# WHAT THE TASK ASKS
Scan the data below for lines holding the word "indicate", and copy each line found.

# DATA UNDER STUDY
==*==

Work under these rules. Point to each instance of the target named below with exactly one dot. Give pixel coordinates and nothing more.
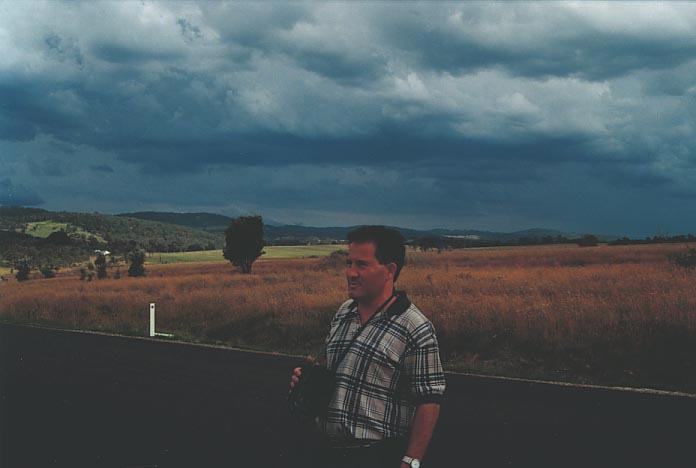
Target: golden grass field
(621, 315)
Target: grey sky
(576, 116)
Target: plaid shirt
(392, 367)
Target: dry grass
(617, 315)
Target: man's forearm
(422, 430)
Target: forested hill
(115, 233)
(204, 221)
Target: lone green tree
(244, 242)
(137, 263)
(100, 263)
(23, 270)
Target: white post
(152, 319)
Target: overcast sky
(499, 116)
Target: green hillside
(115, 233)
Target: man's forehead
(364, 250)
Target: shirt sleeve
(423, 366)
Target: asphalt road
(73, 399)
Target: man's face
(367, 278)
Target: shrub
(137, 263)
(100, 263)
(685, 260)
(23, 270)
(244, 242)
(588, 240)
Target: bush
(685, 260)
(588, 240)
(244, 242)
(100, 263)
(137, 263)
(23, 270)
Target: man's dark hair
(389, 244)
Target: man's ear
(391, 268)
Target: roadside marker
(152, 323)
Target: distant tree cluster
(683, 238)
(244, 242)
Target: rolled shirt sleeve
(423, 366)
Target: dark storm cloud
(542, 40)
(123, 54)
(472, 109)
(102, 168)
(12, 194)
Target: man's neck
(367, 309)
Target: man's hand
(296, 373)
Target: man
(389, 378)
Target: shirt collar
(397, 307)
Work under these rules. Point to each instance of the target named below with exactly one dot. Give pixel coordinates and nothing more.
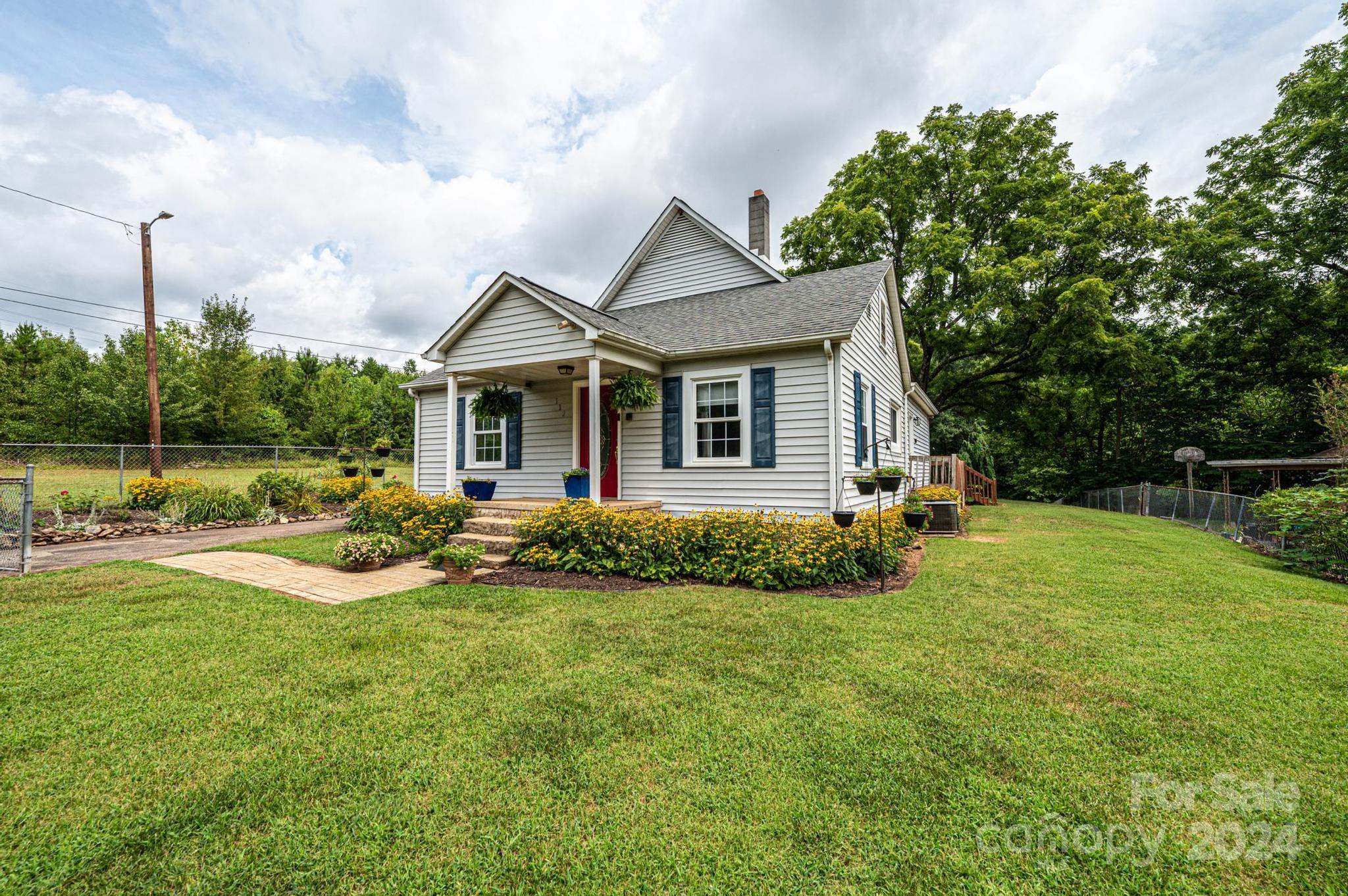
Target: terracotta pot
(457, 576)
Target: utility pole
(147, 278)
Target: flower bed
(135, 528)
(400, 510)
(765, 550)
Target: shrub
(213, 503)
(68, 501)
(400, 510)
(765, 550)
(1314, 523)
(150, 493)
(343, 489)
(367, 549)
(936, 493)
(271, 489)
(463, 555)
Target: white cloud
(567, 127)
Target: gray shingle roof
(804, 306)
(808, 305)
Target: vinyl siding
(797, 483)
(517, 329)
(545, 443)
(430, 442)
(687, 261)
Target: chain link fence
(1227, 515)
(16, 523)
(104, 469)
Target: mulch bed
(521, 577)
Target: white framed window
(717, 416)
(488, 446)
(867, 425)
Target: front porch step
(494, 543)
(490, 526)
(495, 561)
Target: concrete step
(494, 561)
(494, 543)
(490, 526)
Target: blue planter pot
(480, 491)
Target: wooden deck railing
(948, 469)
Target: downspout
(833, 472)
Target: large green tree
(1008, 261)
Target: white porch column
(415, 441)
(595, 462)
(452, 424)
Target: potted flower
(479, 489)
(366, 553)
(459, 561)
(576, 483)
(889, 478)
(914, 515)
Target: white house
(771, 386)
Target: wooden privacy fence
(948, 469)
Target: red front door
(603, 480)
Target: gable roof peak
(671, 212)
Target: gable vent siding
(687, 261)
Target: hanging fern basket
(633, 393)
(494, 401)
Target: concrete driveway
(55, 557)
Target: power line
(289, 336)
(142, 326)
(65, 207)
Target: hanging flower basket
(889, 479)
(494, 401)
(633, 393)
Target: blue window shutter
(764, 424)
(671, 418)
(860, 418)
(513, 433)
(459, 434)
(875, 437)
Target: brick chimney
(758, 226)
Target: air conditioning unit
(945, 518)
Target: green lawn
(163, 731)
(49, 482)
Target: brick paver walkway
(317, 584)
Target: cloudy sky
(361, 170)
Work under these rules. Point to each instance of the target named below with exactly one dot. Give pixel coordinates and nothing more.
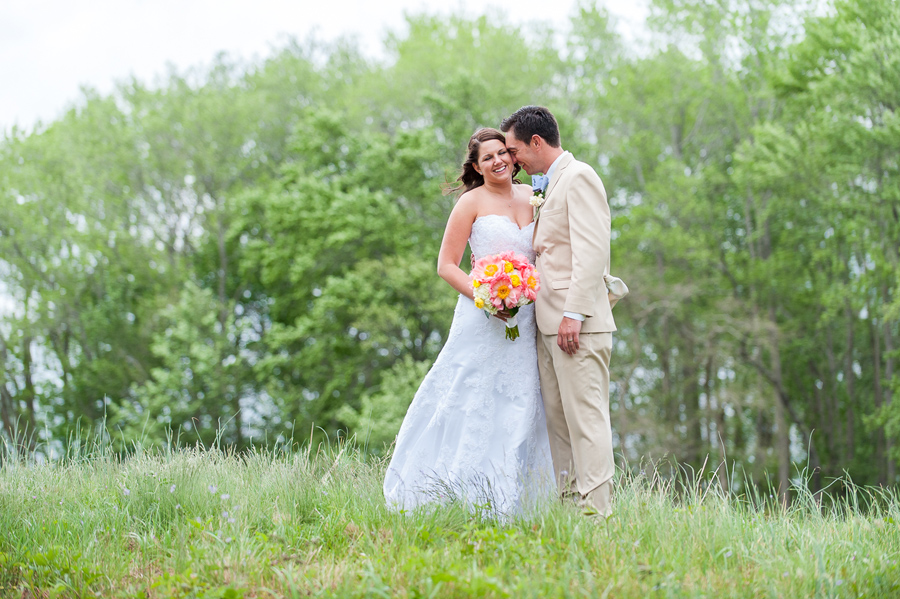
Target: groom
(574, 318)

==*==

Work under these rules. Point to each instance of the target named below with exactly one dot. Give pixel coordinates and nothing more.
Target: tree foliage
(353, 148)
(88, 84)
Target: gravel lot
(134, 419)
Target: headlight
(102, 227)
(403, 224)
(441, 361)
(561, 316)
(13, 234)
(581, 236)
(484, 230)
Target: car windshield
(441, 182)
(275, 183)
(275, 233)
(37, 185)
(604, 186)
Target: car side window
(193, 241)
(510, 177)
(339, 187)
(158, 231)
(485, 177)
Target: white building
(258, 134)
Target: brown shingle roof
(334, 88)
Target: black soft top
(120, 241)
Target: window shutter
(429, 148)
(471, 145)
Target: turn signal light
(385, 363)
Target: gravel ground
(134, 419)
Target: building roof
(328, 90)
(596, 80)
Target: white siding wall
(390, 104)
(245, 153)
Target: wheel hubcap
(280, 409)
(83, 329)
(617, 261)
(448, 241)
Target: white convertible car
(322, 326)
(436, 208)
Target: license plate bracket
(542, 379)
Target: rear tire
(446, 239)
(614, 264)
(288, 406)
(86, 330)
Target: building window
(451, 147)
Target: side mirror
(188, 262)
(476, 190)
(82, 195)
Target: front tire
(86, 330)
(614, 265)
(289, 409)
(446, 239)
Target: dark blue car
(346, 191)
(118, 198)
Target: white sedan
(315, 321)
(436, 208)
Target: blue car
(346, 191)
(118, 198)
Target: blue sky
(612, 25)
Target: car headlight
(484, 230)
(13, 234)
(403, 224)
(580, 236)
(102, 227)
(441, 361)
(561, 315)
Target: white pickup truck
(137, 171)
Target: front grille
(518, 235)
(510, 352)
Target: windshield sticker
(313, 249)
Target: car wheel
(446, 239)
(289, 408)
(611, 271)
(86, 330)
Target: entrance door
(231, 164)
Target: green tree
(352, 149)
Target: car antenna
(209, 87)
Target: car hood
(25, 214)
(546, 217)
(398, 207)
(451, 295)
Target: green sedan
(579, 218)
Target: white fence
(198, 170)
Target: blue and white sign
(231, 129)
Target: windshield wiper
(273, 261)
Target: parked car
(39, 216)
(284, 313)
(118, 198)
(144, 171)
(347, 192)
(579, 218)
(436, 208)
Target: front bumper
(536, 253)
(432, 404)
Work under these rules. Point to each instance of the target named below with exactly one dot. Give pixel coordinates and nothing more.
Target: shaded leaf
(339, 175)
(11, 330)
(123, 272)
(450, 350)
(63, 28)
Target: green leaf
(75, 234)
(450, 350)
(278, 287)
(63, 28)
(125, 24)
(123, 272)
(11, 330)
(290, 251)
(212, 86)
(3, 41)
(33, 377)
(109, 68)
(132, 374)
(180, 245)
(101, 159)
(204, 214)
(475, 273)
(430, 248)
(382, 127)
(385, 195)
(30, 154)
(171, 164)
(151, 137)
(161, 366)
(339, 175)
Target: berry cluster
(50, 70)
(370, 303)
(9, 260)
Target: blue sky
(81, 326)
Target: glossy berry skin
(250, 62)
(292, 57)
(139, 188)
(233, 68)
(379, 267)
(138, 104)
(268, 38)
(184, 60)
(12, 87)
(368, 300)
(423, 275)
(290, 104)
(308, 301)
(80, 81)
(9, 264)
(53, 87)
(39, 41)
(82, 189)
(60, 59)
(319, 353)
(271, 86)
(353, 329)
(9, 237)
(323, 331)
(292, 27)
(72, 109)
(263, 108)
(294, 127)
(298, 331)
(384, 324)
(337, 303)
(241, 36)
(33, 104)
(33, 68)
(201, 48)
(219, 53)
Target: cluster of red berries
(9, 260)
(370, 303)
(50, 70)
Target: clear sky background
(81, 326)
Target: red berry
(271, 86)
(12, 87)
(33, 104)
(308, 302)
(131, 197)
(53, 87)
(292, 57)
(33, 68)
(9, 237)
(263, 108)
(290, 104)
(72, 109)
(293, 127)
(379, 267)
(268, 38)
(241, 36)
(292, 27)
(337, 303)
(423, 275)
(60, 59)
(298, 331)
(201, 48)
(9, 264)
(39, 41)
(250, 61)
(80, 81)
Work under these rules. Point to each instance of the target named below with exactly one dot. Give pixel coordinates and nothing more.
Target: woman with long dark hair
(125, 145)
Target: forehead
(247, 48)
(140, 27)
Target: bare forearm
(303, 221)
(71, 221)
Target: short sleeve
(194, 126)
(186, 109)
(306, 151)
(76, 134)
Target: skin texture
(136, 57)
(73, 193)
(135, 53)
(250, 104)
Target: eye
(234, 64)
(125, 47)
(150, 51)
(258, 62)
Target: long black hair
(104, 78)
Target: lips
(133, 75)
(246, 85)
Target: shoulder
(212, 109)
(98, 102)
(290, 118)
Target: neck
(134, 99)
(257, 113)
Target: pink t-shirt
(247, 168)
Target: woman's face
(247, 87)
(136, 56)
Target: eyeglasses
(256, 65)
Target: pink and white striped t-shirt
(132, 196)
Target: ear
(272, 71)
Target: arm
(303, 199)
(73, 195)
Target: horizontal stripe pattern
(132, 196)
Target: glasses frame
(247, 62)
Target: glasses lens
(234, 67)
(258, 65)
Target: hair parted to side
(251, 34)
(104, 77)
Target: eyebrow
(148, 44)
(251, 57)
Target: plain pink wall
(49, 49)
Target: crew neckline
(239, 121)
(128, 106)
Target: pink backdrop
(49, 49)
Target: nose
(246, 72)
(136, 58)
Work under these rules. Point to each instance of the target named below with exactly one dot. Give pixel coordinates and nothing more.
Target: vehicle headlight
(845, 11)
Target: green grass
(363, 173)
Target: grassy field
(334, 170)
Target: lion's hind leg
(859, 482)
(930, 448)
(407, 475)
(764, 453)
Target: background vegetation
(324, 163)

==*==

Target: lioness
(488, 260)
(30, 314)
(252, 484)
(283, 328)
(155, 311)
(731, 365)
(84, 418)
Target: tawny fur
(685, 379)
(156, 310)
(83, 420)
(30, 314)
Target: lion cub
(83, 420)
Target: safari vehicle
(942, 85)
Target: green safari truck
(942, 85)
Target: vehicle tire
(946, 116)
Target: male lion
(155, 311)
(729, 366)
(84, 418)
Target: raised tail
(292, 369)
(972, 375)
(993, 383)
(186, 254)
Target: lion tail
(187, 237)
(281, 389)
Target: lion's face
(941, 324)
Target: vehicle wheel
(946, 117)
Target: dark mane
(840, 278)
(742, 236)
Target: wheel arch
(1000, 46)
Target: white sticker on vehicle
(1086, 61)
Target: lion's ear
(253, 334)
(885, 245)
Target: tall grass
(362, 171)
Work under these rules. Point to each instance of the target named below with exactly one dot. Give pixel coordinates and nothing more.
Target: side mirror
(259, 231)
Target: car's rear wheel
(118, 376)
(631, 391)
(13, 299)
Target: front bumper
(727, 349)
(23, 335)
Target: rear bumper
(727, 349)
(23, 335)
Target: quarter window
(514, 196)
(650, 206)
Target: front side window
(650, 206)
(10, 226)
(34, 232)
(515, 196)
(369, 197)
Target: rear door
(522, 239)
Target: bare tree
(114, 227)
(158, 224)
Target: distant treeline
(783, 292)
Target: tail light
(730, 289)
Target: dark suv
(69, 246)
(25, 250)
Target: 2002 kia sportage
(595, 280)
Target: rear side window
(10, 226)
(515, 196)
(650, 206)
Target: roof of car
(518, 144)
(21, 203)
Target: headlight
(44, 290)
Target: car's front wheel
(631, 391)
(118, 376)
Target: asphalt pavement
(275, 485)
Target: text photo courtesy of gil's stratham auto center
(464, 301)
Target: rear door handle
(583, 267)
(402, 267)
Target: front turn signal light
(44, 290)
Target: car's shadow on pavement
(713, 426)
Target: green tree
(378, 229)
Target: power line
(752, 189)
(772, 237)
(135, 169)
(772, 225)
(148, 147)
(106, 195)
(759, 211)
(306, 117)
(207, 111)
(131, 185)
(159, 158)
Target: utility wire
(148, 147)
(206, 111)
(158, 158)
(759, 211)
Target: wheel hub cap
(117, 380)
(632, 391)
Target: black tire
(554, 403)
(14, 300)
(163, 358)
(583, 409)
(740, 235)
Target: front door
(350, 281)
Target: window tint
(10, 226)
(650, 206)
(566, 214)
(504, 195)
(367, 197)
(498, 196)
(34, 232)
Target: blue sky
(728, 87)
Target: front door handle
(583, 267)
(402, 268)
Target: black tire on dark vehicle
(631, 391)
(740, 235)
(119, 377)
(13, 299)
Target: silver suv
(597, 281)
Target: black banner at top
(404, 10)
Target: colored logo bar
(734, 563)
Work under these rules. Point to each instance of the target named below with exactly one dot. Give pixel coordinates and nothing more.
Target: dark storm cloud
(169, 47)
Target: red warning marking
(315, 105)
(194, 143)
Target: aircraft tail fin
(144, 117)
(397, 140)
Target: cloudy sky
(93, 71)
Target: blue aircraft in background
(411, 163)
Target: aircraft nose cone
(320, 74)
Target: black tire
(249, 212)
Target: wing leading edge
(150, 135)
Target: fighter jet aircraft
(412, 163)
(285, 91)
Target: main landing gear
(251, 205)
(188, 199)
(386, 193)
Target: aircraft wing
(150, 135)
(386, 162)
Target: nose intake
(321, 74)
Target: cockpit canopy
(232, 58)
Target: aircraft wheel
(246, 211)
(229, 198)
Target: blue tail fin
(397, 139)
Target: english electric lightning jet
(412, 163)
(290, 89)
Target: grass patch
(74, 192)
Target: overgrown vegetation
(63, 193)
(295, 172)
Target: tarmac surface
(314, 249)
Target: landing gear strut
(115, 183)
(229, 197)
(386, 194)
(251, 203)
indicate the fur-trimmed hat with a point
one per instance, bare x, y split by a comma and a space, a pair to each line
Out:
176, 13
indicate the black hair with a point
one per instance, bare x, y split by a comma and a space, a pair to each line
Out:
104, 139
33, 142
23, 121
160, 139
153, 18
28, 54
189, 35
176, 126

==*==

# SOLUTION
indicate the fur-trimmed hat with a point
indicate the black hair with a point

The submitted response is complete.